▸ What to work on
No pictures belong in the copy. Retype exactly, and only, the stretch of lines below from the one with "Where can the snow texture" through the one with "Where can the arm".

▸ Supplied material

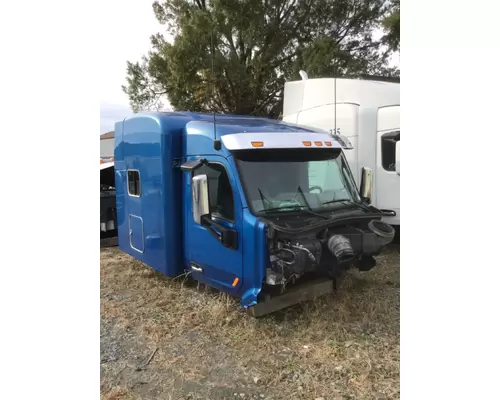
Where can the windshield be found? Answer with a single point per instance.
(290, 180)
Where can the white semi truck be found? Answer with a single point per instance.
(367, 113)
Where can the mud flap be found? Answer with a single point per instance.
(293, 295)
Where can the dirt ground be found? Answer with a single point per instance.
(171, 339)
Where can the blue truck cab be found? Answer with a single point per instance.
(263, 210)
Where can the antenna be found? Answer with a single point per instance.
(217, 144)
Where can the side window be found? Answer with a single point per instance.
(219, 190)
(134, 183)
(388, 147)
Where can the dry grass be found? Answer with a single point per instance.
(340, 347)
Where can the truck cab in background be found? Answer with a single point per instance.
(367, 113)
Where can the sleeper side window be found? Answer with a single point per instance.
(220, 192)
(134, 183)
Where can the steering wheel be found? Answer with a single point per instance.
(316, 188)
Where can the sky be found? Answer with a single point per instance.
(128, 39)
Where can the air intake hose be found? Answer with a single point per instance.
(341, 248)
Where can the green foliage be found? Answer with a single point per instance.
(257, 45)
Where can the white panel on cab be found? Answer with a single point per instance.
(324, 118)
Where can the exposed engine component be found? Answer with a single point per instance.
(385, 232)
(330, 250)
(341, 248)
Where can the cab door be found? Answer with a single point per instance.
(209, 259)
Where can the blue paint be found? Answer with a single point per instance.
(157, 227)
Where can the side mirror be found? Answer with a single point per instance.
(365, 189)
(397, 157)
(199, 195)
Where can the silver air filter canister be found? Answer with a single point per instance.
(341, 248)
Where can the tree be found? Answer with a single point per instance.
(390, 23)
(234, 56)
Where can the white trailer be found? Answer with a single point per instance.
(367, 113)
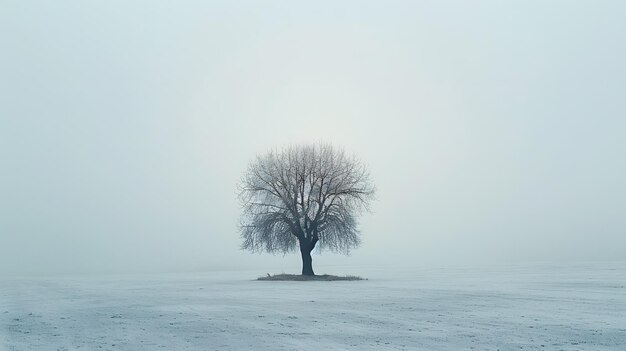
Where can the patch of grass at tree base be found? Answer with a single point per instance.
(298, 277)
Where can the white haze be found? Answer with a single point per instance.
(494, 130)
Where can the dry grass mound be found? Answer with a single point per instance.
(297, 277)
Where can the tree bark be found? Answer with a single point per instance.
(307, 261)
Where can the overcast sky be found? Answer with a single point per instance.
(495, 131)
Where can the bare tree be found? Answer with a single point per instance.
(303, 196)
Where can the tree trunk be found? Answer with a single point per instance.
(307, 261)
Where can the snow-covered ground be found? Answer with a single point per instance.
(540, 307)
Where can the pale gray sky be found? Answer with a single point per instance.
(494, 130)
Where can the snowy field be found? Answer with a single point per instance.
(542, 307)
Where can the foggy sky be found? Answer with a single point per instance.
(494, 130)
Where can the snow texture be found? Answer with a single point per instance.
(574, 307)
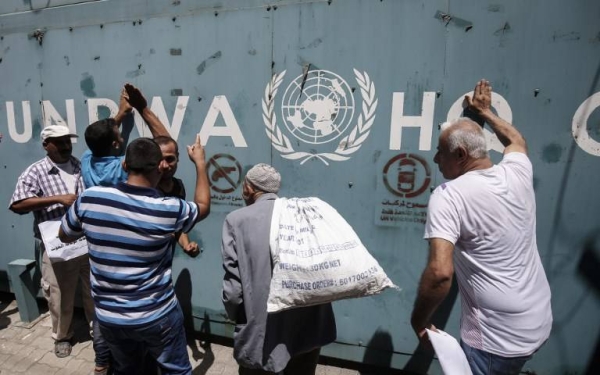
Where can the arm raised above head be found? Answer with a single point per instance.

---

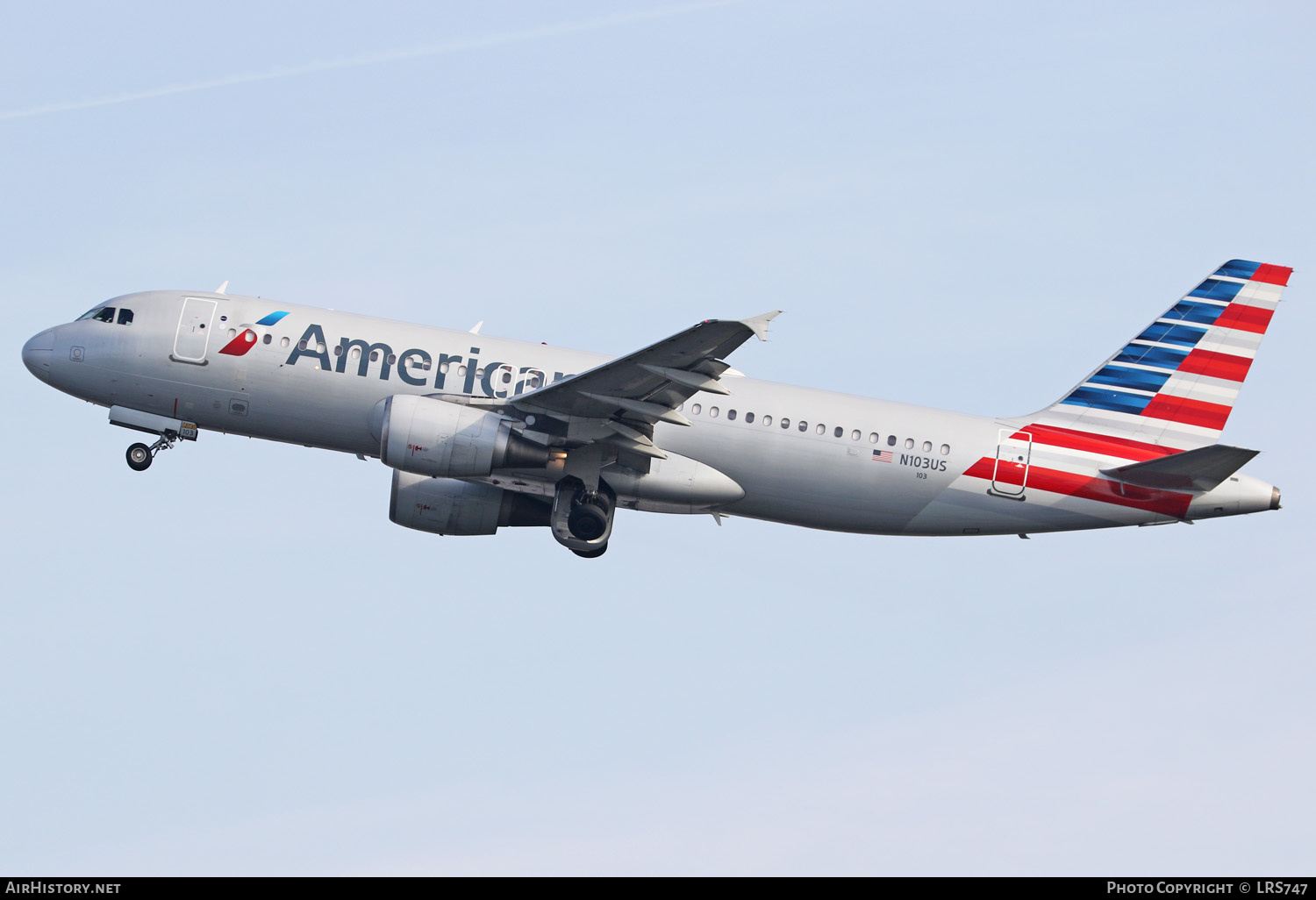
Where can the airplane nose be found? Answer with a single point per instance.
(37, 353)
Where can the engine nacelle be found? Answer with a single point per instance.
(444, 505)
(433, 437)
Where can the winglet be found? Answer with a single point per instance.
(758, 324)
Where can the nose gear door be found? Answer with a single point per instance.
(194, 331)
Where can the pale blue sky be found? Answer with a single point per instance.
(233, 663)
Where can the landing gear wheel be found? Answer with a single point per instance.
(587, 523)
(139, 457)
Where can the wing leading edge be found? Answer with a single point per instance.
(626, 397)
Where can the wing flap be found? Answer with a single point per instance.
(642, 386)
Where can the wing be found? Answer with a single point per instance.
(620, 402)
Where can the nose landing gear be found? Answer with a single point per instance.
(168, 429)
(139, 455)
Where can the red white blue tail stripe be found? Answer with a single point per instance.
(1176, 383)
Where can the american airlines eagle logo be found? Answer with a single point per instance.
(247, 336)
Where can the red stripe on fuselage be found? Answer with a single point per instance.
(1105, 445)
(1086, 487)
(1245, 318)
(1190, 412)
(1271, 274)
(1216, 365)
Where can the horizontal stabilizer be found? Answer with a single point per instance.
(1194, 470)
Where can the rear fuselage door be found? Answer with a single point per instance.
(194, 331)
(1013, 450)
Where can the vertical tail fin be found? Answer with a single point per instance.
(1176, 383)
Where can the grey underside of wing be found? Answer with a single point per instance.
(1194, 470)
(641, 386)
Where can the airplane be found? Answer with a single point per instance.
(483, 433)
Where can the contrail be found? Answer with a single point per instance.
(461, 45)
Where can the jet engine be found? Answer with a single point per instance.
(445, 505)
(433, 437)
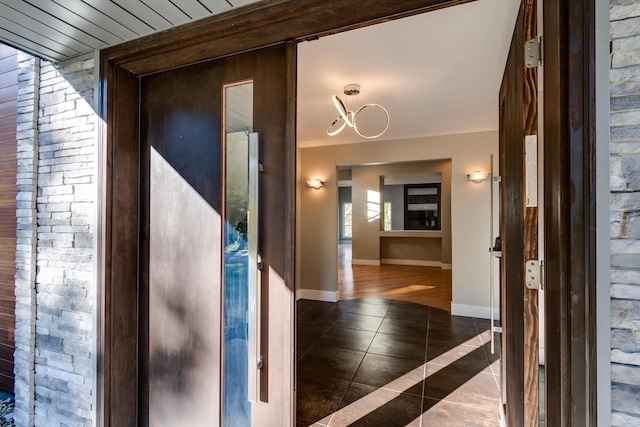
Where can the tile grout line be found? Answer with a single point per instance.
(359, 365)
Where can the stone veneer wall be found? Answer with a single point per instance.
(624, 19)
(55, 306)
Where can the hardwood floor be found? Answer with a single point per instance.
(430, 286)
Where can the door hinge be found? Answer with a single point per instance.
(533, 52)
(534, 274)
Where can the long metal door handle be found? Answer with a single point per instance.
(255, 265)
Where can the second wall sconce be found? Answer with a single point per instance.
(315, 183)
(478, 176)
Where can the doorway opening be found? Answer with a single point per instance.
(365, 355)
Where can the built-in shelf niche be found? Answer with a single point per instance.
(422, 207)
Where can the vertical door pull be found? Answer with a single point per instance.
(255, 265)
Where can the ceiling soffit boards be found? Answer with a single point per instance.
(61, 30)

▸ Answer box
Where can the snow texture be found? Answer with a single point per instance.
(574, 307)
Where can the arm raised above head be found? Answer with a single point per instance.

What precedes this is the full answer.